PROBLEM TO WORK ON |
Please pull out every line of the listing below that contains the word "return".

══════════

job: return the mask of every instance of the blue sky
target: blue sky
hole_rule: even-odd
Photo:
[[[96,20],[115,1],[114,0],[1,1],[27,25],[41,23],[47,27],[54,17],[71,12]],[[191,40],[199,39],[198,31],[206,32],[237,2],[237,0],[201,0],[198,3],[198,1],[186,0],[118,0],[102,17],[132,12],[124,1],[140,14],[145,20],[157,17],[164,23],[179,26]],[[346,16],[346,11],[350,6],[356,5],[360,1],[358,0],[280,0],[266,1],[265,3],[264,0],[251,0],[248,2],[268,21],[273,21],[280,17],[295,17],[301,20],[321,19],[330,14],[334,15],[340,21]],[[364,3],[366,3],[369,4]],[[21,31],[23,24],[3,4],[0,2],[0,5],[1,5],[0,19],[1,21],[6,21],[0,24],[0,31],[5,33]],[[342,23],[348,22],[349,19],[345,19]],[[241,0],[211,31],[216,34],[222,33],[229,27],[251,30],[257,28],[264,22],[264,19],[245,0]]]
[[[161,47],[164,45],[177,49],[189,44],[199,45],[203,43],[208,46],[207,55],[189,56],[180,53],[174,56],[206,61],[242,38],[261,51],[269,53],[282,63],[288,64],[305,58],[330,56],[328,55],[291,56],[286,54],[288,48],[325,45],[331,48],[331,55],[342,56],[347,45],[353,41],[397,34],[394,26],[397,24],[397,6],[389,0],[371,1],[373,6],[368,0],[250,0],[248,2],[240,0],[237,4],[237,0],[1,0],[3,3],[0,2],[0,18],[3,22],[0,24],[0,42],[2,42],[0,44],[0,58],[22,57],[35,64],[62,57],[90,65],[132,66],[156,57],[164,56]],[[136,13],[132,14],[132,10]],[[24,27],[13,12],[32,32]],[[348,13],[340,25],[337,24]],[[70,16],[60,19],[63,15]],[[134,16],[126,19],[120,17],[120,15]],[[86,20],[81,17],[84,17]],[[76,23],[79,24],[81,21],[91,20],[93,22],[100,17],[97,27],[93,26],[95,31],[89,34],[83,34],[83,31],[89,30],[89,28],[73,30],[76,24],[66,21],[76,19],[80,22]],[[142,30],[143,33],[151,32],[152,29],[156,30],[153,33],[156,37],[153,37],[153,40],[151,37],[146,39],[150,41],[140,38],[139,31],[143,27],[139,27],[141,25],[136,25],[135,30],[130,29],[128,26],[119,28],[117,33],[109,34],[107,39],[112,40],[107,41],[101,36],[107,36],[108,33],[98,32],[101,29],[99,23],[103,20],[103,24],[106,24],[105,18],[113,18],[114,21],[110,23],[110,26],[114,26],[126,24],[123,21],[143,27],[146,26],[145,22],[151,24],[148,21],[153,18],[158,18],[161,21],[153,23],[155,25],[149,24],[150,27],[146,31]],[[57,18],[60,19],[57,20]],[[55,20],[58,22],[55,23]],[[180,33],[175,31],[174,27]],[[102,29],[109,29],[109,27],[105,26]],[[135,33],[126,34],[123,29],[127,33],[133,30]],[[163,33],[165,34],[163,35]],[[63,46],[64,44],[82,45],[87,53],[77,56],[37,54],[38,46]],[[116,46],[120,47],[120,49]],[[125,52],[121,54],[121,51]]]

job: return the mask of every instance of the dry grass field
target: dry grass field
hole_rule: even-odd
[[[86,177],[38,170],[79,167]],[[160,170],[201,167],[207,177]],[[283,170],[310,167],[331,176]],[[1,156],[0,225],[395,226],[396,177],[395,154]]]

══════════

SOLVED PROBLEM |
job: return the mask of every instance of the blue sky
job: return the mask of every instance of the dry grass field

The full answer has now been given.